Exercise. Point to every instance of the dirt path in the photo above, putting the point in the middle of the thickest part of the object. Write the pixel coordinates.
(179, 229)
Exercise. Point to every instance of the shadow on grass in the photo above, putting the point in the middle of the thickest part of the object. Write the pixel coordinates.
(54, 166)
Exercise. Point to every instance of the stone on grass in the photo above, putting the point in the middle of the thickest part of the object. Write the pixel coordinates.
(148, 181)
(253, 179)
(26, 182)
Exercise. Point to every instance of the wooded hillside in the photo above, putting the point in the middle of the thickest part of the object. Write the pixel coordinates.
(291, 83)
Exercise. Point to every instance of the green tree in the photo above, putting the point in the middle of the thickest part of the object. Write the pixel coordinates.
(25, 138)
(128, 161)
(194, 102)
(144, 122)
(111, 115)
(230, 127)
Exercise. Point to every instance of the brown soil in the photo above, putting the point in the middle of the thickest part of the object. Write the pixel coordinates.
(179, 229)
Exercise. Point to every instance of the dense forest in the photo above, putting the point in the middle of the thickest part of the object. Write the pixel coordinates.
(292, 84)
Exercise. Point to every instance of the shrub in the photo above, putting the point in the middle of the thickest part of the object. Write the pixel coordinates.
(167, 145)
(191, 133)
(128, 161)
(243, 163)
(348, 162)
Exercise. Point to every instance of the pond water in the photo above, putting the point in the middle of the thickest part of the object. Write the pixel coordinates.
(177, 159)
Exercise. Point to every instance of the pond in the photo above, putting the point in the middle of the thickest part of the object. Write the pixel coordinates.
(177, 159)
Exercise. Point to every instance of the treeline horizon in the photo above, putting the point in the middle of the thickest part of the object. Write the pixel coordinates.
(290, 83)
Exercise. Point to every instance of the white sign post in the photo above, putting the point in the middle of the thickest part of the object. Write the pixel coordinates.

ABOUT THIS TASK: Every line of the material needs to be returned exactly.

ANSWER FOR THE TASK:
Exercise. Point to every instance of the dirt path in the photo above, putting the point in the middle of the thickest part of the object. Write the pixel coordinates.
(179, 229)
Exercise. Point to every instance of the shadow on grass in the photo above, putting the point in the middle of the thickest part of the object. Write the pixel coordinates.
(54, 166)
Exercise. Point to every instance of the stone on grass in the photo above, putting the point in the middle of the thickest part of the object. Write the pixel coordinates.
(148, 181)
(253, 179)
(26, 182)
Exercise. Point to every instance of the wooded hillside in the photo above, putting the point in the middle of the thickest part of the object. Write the pixel coordinates.
(291, 83)
Exercise. Point to every instance of the green tree in the photo above, putting the point in the middle of the thickest part of the object. Write the pixel coordinates.
(25, 138)
(128, 161)
(194, 102)
(144, 122)
(111, 115)
(230, 127)
Exercise. Point to every instance of the brown soil in the photo above, putting the point in the middle of the thickest part of the object. Write the pixel coordinates.
(179, 229)
Exercise. Point to every instance of the dense forest in the photo above, putting the point in the middle of the thickest part of the object. Write the pixel coordinates.
(292, 84)
Exercise. Point to every instance of the shrub in the photo above, putting the point in the middle of the thickest part of the object. Write the pixel coordinates.
(167, 145)
(191, 133)
(128, 161)
(243, 163)
(348, 162)
Exercise. Point to every instance of the pond water in the photo above, putting the point in the middle of the thickest part of the object. Write the pixel coordinates.
(177, 159)
Exercise. Point to every instance of the pond in the photo above, putting the point in the middle of the thickest part of the object. Write the pixel coordinates.
(177, 159)
Exercise. Point to every instance of the treeline horizon in the photo above, putting the point in the middle of the thickest part of the object. Write the pixel coordinates.
(290, 83)
Exercise. Point to every instance of the white sign post in the photo above, putting the point in the middle of the thickest part of the object. Write the pixel coordinates.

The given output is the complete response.